▶ **Required action**:
In your reply, reproduce the lines from the first one below to the line containing "target | blue hooded jacket", inclusive, exactly as they stand.

▶ **Input material**:
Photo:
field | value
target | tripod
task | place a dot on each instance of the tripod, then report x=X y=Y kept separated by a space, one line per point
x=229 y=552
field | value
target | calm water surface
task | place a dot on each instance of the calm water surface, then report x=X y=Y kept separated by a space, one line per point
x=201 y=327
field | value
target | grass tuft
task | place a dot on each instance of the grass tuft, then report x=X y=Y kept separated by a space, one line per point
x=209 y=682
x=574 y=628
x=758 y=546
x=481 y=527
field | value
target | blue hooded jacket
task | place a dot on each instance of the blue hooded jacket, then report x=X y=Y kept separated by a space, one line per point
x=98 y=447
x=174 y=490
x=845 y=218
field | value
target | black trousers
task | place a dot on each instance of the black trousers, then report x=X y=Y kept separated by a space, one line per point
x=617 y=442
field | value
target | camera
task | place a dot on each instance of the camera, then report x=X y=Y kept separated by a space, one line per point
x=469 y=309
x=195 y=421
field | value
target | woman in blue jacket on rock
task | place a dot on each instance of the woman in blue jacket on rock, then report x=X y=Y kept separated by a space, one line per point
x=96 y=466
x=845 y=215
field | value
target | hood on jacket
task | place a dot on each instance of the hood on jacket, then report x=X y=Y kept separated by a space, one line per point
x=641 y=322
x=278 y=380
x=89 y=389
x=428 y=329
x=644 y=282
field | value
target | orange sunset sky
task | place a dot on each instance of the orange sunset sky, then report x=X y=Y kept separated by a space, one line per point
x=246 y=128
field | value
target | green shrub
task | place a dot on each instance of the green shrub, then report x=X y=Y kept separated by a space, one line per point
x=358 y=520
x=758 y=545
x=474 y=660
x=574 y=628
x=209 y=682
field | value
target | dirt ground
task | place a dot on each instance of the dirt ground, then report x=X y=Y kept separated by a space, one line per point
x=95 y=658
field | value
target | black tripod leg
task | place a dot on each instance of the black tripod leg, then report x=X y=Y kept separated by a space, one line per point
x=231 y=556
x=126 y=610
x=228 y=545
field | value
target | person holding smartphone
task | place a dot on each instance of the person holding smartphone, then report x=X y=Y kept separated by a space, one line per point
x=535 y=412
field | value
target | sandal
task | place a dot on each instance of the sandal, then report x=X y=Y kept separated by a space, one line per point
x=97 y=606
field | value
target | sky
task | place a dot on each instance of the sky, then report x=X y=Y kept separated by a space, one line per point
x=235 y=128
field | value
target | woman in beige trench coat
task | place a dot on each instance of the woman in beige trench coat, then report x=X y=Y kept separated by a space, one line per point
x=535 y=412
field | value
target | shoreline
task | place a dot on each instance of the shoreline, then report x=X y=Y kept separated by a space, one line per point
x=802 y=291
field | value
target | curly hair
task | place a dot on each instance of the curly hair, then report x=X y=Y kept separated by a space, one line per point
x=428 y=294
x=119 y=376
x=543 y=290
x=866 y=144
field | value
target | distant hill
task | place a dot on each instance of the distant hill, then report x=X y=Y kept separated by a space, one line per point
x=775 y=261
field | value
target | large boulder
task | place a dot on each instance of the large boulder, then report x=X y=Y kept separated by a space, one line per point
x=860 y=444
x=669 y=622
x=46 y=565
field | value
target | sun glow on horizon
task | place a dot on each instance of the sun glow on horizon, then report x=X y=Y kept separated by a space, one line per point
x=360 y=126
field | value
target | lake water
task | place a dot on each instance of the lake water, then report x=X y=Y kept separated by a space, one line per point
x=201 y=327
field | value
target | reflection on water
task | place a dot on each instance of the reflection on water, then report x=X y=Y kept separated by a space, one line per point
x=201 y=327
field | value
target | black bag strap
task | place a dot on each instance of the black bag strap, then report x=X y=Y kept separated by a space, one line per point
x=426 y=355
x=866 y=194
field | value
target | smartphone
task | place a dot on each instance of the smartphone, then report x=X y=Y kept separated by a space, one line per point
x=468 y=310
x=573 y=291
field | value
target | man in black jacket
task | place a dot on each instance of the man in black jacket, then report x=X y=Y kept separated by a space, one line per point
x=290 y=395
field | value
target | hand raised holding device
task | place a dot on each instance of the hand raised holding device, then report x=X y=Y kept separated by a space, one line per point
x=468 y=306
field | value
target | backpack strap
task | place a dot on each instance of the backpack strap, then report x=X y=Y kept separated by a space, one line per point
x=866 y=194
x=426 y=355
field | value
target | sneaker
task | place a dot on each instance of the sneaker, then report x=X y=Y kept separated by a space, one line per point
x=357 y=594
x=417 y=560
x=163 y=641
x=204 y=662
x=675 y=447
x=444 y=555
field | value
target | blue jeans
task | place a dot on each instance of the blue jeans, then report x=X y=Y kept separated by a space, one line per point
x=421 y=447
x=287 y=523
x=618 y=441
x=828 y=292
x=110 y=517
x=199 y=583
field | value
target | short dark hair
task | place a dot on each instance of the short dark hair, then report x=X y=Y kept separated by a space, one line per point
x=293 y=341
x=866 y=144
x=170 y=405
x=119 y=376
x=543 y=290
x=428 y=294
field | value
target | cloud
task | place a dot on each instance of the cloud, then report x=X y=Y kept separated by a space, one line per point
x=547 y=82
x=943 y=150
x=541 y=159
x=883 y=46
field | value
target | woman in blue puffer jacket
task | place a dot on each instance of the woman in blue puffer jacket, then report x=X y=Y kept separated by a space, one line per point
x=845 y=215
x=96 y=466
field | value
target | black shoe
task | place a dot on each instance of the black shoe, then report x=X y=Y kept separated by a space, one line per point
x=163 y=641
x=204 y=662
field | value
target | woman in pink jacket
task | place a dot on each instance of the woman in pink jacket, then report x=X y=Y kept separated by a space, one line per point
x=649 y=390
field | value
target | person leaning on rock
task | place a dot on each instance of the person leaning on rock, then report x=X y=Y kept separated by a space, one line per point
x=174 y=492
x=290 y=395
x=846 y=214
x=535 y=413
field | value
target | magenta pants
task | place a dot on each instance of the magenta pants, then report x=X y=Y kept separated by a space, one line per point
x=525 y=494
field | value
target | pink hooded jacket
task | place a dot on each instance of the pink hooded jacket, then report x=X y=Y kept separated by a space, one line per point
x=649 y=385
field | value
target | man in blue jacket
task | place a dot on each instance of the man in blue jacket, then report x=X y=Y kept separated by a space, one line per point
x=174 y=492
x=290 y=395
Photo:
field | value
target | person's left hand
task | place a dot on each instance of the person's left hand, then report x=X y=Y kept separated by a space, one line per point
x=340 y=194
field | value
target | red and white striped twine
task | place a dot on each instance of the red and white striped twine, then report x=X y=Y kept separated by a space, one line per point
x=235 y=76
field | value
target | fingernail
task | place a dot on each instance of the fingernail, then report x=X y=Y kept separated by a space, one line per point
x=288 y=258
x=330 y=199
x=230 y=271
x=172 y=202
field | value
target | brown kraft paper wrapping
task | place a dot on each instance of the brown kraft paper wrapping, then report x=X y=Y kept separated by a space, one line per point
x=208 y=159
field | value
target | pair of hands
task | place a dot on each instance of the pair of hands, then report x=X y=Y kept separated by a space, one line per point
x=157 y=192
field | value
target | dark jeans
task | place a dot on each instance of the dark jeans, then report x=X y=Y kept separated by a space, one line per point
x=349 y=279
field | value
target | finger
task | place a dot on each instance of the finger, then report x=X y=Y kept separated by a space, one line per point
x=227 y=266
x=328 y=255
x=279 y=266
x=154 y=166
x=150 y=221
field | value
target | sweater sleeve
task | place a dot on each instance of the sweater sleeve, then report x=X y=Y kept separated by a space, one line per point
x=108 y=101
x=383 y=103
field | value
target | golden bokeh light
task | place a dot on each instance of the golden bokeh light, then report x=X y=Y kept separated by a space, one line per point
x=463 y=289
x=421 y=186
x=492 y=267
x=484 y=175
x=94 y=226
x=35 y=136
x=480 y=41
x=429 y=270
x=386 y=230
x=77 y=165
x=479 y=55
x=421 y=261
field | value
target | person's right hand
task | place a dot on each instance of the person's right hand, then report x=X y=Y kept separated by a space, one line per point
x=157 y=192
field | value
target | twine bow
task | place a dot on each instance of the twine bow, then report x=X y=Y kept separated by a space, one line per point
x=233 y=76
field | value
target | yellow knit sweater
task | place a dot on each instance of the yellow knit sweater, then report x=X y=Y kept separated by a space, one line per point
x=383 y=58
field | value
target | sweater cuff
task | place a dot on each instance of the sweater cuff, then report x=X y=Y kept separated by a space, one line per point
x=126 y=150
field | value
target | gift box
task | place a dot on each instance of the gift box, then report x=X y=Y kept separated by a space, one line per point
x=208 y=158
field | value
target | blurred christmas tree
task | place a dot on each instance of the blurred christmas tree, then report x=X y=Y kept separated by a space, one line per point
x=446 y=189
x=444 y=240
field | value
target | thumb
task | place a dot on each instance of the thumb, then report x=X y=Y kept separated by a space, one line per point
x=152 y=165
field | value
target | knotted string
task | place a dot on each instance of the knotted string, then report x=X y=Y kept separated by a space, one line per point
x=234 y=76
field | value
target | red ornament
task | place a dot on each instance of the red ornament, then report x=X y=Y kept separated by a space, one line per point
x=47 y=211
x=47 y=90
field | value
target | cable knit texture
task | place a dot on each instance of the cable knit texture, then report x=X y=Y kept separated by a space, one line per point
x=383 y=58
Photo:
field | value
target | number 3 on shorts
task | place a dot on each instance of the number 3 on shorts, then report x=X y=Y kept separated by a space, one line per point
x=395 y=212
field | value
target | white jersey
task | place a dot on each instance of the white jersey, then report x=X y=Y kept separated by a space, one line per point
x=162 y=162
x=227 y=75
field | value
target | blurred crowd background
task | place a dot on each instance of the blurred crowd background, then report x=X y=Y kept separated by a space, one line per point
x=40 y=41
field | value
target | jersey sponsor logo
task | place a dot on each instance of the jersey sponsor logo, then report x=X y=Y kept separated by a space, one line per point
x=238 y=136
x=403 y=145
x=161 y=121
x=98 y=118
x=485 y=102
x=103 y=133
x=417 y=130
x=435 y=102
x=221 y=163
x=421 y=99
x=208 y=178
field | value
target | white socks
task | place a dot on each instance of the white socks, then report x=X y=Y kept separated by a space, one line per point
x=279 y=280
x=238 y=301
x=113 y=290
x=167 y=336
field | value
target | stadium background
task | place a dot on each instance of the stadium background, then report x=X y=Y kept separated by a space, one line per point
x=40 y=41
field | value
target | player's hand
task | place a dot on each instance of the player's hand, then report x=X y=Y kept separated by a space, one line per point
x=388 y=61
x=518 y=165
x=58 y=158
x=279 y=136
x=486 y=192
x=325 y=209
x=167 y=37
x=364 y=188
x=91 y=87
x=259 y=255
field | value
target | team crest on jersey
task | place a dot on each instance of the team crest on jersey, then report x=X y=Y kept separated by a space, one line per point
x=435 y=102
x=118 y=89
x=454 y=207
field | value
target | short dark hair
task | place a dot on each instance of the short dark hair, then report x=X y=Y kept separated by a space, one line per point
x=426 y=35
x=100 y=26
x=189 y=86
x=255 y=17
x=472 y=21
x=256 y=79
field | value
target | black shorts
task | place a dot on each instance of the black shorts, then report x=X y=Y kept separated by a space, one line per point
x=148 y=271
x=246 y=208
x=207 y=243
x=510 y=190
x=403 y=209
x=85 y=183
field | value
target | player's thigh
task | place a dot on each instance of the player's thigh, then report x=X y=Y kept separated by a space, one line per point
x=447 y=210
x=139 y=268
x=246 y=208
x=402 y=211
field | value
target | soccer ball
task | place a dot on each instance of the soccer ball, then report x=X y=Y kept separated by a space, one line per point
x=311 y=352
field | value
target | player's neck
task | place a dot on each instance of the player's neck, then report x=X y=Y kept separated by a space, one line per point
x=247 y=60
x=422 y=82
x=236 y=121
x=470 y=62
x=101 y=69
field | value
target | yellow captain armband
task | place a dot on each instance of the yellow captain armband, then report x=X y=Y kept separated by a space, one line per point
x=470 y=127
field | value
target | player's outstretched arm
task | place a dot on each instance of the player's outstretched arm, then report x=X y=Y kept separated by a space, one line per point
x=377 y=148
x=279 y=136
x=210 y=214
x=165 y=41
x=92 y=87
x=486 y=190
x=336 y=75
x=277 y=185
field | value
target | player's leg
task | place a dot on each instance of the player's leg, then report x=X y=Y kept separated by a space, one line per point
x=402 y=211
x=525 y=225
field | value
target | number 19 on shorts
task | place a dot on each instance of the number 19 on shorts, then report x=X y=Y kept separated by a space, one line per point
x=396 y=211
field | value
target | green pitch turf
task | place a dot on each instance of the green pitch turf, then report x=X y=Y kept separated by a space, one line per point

▶ **Exercise result**:
Photo:
field | value
target | tripod
task | place a dot on each instance of the tripod, then report x=X y=Y kept separated by a space, one line per point
x=229 y=552
field | value
target | calm water surface
task | place a dot on each instance of the calm water surface, then report x=X y=Y kept separated by a space, one line per point
x=201 y=327
field | value
target | grass tuft
task | place a dot on each instance of the grass tuft, then report x=X y=Y kept separated by a space, one line per point
x=209 y=682
x=574 y=628
x=758 y=546
x=481 y=527
field | value
target | blue hooded jacket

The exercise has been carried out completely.